§ **Problem to solve**
Copy every line of the items below that contains the word "region".

Segment Start: Supplied data

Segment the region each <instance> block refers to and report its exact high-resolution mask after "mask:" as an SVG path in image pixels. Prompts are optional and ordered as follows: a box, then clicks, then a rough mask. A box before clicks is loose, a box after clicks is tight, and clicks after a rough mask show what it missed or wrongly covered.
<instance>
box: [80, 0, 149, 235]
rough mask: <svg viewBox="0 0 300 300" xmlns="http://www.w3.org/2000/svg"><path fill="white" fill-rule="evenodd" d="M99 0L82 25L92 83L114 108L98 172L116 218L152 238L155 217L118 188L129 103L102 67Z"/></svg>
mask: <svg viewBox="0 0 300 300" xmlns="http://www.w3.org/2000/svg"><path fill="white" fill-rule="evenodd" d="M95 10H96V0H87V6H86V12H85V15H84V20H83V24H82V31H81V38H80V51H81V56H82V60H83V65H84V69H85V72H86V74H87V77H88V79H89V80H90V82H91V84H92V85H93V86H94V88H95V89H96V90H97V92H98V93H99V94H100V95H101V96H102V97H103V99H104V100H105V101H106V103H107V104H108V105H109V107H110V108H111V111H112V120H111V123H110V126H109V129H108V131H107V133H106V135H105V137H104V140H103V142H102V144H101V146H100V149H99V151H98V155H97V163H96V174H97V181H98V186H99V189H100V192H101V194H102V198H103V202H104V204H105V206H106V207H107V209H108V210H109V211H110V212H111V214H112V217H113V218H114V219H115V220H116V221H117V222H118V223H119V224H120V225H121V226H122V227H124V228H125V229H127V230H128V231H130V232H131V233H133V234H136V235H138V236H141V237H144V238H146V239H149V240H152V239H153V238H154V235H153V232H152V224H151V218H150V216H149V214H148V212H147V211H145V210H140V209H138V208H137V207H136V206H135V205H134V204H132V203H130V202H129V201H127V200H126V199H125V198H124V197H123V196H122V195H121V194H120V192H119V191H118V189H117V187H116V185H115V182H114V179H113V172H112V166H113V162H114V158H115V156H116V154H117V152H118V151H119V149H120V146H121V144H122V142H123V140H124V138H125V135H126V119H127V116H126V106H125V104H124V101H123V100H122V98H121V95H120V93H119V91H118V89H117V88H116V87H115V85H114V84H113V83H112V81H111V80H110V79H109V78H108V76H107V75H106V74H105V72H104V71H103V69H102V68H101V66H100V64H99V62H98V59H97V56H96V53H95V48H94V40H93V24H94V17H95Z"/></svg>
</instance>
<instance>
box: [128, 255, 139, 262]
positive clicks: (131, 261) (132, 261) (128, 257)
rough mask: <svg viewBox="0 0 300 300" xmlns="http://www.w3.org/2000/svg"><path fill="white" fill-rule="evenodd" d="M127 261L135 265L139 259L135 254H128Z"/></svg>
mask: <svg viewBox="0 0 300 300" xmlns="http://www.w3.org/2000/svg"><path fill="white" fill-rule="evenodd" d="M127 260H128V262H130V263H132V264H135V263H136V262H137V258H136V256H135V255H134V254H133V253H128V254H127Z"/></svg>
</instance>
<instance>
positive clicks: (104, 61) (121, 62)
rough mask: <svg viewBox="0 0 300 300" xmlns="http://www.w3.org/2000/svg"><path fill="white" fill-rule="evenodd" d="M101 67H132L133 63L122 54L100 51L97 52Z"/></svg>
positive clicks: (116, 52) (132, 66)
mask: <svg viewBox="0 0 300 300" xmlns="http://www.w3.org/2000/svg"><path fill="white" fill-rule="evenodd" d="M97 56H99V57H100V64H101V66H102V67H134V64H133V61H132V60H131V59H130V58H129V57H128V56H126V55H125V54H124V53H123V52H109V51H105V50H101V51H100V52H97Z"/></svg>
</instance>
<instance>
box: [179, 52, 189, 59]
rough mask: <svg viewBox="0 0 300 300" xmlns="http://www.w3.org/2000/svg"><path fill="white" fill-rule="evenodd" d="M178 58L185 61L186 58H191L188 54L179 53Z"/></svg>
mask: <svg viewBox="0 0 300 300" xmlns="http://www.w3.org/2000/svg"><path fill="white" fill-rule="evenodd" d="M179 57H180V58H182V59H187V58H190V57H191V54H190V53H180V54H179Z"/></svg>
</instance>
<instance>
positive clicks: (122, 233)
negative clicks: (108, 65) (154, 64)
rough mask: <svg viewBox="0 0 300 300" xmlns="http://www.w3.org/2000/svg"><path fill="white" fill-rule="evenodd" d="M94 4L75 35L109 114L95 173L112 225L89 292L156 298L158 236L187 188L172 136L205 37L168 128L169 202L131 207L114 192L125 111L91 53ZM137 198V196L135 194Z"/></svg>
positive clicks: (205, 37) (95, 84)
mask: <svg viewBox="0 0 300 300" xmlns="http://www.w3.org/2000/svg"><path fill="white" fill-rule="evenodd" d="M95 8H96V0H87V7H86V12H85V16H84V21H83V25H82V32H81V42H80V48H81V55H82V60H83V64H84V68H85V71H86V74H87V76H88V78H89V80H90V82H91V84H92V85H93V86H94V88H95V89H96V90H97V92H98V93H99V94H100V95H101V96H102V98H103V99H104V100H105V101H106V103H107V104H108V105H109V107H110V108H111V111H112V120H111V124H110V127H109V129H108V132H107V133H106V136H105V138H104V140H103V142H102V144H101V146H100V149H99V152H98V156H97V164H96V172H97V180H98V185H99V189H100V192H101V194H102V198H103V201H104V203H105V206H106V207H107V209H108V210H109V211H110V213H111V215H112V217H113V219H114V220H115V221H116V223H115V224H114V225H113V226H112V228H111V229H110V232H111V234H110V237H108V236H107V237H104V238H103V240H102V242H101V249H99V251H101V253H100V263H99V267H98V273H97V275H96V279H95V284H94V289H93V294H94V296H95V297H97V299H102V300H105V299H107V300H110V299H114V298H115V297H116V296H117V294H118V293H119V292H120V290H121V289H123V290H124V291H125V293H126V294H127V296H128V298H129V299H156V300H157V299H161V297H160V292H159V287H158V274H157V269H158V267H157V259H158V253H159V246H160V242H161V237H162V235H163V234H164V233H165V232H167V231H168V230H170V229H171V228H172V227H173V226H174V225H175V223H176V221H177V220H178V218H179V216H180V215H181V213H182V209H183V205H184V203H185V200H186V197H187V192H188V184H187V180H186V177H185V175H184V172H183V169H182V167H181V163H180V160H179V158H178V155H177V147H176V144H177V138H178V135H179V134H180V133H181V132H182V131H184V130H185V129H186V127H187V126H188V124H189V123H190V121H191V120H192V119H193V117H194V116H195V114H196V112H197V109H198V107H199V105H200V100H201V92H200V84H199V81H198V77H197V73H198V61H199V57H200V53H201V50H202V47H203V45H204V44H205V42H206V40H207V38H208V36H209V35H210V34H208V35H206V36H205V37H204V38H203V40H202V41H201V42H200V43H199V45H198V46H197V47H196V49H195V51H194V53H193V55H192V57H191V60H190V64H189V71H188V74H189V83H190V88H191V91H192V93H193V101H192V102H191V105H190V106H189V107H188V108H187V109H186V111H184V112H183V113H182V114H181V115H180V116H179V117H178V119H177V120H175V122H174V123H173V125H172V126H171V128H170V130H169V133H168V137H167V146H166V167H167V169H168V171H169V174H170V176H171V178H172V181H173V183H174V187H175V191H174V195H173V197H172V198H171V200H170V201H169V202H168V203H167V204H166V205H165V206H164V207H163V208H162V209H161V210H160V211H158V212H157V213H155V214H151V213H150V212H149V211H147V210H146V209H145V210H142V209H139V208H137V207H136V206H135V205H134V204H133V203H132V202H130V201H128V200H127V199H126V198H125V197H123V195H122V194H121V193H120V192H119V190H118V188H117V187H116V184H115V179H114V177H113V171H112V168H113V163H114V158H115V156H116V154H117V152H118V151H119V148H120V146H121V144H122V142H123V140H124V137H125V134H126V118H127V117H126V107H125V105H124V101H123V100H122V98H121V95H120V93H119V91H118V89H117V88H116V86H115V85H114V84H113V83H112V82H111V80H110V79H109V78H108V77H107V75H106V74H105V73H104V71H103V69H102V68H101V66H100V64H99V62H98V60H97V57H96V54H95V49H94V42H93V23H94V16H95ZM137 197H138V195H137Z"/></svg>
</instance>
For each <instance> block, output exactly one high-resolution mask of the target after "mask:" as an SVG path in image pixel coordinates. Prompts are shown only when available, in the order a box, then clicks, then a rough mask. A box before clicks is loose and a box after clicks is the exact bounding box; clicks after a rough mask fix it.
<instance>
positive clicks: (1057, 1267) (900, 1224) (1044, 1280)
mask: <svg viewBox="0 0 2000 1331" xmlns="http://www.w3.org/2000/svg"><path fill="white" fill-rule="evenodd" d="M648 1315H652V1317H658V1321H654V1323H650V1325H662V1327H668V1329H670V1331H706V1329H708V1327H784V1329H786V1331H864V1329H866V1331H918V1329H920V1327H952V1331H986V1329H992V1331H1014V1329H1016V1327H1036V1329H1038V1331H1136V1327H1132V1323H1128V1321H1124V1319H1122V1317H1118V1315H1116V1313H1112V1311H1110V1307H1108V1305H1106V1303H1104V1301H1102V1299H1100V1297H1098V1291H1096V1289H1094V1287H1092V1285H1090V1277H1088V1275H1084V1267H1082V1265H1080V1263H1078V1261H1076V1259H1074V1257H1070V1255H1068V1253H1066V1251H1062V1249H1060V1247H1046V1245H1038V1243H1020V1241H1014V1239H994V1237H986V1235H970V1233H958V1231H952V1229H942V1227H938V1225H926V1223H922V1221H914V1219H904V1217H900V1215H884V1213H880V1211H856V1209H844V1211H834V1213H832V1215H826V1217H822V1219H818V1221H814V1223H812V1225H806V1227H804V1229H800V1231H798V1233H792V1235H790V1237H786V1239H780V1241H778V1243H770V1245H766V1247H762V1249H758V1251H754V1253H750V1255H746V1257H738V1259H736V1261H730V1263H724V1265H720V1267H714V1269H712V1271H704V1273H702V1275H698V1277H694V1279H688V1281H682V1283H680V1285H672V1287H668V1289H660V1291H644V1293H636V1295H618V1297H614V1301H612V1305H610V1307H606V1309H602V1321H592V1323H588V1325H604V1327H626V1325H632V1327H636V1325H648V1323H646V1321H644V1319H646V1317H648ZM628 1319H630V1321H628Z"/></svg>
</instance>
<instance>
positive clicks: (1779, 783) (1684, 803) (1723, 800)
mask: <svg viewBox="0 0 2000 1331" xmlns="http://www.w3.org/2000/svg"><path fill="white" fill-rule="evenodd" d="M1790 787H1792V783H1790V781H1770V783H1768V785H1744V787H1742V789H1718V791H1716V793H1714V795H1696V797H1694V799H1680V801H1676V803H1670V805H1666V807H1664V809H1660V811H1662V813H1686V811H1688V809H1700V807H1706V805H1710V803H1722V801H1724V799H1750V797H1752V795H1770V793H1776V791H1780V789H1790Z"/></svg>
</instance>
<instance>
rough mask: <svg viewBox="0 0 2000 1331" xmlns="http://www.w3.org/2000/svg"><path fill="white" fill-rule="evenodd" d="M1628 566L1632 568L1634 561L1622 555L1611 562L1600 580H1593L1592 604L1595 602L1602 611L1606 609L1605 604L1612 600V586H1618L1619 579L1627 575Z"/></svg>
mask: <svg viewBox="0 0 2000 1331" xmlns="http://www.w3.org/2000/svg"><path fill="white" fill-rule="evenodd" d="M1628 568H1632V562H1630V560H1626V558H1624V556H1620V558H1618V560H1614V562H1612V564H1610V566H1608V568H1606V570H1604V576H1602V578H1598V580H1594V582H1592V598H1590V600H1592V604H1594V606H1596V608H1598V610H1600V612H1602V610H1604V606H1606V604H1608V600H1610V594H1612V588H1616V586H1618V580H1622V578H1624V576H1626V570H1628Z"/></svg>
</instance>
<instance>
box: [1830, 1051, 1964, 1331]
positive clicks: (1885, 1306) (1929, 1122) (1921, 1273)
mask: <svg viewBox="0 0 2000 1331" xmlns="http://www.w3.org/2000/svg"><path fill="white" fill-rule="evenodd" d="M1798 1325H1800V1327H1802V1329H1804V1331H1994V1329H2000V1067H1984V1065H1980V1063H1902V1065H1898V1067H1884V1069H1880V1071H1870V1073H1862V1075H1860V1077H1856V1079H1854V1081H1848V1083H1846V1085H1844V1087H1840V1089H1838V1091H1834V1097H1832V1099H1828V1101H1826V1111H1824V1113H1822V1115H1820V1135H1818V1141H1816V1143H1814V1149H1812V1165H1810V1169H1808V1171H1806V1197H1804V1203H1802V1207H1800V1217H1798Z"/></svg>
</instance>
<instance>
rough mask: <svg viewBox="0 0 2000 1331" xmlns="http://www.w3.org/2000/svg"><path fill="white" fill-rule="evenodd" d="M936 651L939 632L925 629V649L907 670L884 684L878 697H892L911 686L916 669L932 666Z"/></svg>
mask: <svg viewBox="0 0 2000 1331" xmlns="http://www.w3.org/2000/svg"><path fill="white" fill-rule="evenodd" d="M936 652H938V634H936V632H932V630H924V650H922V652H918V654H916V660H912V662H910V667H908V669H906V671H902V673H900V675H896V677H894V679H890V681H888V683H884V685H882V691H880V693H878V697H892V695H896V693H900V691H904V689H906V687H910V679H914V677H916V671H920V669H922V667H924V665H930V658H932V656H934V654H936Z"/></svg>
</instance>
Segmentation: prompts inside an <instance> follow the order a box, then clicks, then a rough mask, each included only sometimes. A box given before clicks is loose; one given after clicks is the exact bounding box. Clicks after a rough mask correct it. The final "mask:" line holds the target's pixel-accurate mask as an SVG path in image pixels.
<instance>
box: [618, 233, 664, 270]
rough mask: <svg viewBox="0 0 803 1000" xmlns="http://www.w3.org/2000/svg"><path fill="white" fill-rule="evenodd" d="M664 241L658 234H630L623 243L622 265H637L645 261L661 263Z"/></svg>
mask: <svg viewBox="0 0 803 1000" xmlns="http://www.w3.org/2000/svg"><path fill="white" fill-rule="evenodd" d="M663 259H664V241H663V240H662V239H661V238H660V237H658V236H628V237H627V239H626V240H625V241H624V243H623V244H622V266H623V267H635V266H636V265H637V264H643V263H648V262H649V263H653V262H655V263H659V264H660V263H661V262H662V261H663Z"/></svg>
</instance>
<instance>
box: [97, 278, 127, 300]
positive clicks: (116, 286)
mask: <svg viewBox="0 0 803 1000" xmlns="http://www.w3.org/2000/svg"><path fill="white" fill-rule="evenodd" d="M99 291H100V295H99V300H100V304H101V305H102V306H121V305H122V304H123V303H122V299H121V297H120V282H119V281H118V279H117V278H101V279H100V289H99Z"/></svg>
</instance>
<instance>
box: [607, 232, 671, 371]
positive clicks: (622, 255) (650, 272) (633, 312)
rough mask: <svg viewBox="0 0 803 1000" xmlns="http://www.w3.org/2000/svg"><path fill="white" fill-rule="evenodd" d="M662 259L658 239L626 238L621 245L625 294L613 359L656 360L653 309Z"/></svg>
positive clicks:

Segment End: Supplied data

§ **Solved exercise**
Segment the region each <instance> block refers to and report its exact high-resolution mask after "mask:" as an SVG path in image pixels. Prompts are optional and ordered as follows: a box, then clicks, then a rough mask. A box before clicks is loose, a box after clicks is tight, and clicks after a rough mask show what it missed or wrongly covered.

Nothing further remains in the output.